# [Given exercise]
Transcribe the full listing below exactly.

Stored items from a collection
START
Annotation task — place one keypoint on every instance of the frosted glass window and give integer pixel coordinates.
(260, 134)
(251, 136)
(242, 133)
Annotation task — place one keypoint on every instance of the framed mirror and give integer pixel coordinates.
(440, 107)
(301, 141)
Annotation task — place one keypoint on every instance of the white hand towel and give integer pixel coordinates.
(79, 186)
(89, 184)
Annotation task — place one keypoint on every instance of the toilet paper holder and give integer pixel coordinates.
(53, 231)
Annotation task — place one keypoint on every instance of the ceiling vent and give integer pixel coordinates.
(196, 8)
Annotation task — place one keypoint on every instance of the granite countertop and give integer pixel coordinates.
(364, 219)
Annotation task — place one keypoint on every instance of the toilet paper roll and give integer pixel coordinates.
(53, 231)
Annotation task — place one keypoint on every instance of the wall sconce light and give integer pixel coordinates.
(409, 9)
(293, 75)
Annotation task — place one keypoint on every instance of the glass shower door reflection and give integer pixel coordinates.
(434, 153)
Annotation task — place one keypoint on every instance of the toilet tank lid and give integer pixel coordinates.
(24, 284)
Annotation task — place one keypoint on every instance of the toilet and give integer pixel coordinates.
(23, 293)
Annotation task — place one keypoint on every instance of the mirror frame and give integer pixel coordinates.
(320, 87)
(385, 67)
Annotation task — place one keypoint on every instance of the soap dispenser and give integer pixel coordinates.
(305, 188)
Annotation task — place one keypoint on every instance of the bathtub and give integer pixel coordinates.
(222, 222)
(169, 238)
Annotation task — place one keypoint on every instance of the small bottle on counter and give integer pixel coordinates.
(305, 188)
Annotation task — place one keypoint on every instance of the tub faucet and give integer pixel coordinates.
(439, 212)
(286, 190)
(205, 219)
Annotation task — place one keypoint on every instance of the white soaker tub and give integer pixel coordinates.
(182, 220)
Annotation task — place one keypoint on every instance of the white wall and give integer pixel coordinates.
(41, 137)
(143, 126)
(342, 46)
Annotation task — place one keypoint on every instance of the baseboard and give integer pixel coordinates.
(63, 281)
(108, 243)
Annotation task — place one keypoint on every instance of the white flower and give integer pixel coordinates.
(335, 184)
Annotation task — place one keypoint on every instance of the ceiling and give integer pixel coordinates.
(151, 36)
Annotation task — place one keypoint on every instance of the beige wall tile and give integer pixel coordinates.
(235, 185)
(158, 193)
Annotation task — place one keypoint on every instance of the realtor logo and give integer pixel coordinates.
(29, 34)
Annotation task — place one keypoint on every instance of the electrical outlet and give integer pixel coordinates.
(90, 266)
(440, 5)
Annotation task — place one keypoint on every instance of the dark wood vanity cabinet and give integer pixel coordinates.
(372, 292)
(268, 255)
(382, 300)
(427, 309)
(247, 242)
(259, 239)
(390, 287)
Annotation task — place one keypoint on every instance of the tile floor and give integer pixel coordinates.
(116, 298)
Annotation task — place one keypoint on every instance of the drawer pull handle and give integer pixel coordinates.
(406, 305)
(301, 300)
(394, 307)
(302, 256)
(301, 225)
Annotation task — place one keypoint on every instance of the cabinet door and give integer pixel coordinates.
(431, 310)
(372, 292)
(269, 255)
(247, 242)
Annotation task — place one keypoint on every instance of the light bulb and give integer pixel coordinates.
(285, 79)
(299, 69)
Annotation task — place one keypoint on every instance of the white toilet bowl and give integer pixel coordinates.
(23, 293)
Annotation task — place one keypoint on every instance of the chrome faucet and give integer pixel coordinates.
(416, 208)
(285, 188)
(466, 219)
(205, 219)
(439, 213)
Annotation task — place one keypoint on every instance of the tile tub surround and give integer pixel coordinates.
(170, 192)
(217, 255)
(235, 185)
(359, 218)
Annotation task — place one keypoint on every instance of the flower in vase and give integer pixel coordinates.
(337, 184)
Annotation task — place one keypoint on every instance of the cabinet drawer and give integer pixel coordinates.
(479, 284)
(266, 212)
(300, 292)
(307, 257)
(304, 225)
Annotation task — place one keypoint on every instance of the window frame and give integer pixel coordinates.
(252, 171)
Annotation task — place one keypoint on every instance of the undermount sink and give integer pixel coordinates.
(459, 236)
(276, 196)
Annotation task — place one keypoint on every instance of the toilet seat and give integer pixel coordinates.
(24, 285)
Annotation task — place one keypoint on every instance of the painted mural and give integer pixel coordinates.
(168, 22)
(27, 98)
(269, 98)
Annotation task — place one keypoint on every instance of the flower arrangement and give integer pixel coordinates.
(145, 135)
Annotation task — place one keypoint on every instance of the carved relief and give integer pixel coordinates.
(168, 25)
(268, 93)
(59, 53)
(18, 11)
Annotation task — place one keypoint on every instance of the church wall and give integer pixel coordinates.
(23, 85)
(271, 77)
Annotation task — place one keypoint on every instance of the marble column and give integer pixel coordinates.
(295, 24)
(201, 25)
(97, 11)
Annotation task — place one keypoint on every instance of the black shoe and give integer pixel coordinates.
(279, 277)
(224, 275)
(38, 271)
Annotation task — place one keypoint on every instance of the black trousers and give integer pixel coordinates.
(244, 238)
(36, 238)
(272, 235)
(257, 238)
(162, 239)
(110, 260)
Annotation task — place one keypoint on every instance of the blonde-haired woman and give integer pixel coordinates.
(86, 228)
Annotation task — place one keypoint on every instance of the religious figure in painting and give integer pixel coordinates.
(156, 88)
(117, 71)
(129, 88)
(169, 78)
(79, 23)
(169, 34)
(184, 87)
END
# [Exercise result]
Annotation task — place one keypoint on every instance of the frosted glass window and give integer pixel coordinates.
(260, 134)
(251, 136)
(242, 133)
Annotation task — place one keypoint on every instance of the framed mirror and give integer pixel coordinates.
(440, 107)
(301, 141)
Annotation task — place one keypoint on every instance of the white hand towel and give integer pixel coordinates.
(79, 186)
(89, 184)
Annotation task — place one keypoint on every instance of the toilet paper holder and give integer pixel coordinates.
(53, 231)
Annotation task — place one keypoint on every instance of the ceiling vent and give integer pixel coordinates.
(196, 8)
Annotation task — place one keypoint on every instance of the granite countertop and give integer pixel coordinates.
(364, 219)
Annotation task — place one keypoint on every instance of the toilet paper roll and give integer pixel coordinates.
(53, 231)
Annotation task — place one keypoint on every instance of the wall sconce light and give integer pixel coordinates.
(409, 9)
(293, 75)
Annotation task — place one keypoint on every instance of the glass shower door reflection and give integer pixel coordinates.
(434, 153)
Annotation task — place one keypoint on every instance of the toilet tank lid and give integer pixel coordinates.
(24, 284)
Annotation task — place one keypoint on every instance of the toilet and give integer pixel coordinates.
(23, 293)
Annotation task — place one keypoint on every instance of the mirror frame and give integer pixel coordinates.
(320, 87)
(385, 67)
Annotation task — place one keypoint on every instance of the soap dispenser and give integer pixel coordinates.
(305, 188)
Annotation task — place one keypoint on every instance of the bathtub and give integer pixel coordinates.
(222, 222)
(169, 238)
Annotation task — place one keypoint on every instance of the small bottle on counter and give integer pixel coordinates.
(305, 188)
Annotation task — place one keypoint on every instance of the tub faucet and give integer pixel coordinates.
(439, 212)
(286, 190)
(205, 219)
Annotation task — place one keypoint on every instance of the white soaker tub and give integer pixel coordinates.
(182, 220)
Annotation task — place one keypoint on every instance of the white wall and give integer pixel coordinates.
(41, 137)
(143, 126)
(342, 46)
Annotation task — place one keypoint on every instance of the baseboard and give integer pixel coordinates.
(63, 281)
(108, 243)
Annotation task — place one keypoint on every instance of the white flower and give integer pixel coordinates.
(335, 184)
Annotation task — place one keypoint on every instance of the ceiling and give integer pixel coordinates.
(151, 36)
Annotation task — place one keypoint on every instance of the beige wall tile and give integer pixel coordinates.
(235, 185)
(158, 193)
Annotation task — place one keypoint on every instance of the realtor logo and give integer pixel coordinates.
(29, 34)
Annotation task — place one keypoint on every instance of the electrical outlet and give integer pixel coordinates.
(90, 266)
(440, 5)
Annotation task — place one keypoint on every instance of the dark wood vanity cabinet and give integer pixel coordinates.
(372, 292)
(268, 255)
(382, 300)
(427, 309)
(247, 242)
(259, 239)
(390, 287)
Annotation task — place one keypoint on every instance of the tile floor and give integer pixel coordinates.
(116, 298)
Annotation task — place one keypoint on every instance of the drawer pull handle and give integer pixel coordinates.
(406, 305)
(301, 300)
(394, 307)
(302, 256)
(301, 225)
Annotation task — place one keypoint on every instance of the cabinet door and give integer pixel coordinates.
(431, 310)
(372, 292)
(269, 255)
(247, 242)
Annotation task — place one keypoint on every instance of the light bulb and give integer pixel coordinates.
(285, 79)
(299, 69)
Annotation task — place one keypoint on every instance of the white toilet bowl and give integer pixel coordinates.
(23, 293)
Annotation task — place one keypoint on every instance of the chrome faucet and give integer pixel coordinates.
(416, 208)
(285, 188)
(466, 219)
(205, 219)
(439, 213)
Annotation task — place one keypoint on every instance of the tile tub surround and give integer pixel coordinates.
(170, 192)
(217, 255)
(235, 185)
(359, 218)
Annotation task — place one keypoint on every instance of the flower in vase and give integer pixel coordinates.
(337, 184)
Annotation task — place one keypoint on every instance of the cabinet drawer and give integer pixel coordinates.
(479, 284)
(266, 212)
(300, 292)
(307, 257)
(304, 225)
Annotation task — place one keypoint on every instance of the window frame and give integer pixel coordinates.
(252, 171)
Annotation task — place one keypoint on every instance of the undermount sink and give integer pixel coordinates.
(459, 236)
(276, 196)
Annotation task — place one keypoint on every instance of the toilet seat and give integer pixel coordinates.
(24, 285)
Annotation task — place one keypoint on every instance of the painted mural and give integer pixel coordinates.
(168, 22)
(27, 98)
(269, 98)
Annotation task — place one keypoint on every instance of the flower arrangement and give integer pixel coordinates.
(145, 135)
Annotation task — place one keypoint on every instance of the carved relief and give integer pixel coordinates.
(168, 25)
(268, 93)
(59, 53)
(18, 11)
Annotation task — place one keypoint on every instance of the church wall and give integer pixel coordinates.
(23, 85)
(271, 77)
Annotation task — place one keypoint on every instance of the marble column and give integer pixel coordinates.
(295, 24)
(201, 25)
(97, 11)
Annotation task — place one keypoint on every instance of the black shoe and give integer pixel coordinates.
(279, 277)
(224, 275)
(38, 271)
Annotation task — place one keypoint on every instance of the black trousers and give integer pixel coordinates.
(244, 238)
(36, 238)
(272, 235)
(257, 238)
(162, 239)
(110, 260)
Annotation task — place one keypoint on every instance of the blonde-haired woman and give integer pixel coordinates.
(86, 228)
Annotation task — place one keypoint on every instance of the religious figure in painting and give integer pixel coordinates.
(156, 88)
(117, 71)
(129, 88)
(169, 78)
(79, 23)
(169, 34)
(184, 87)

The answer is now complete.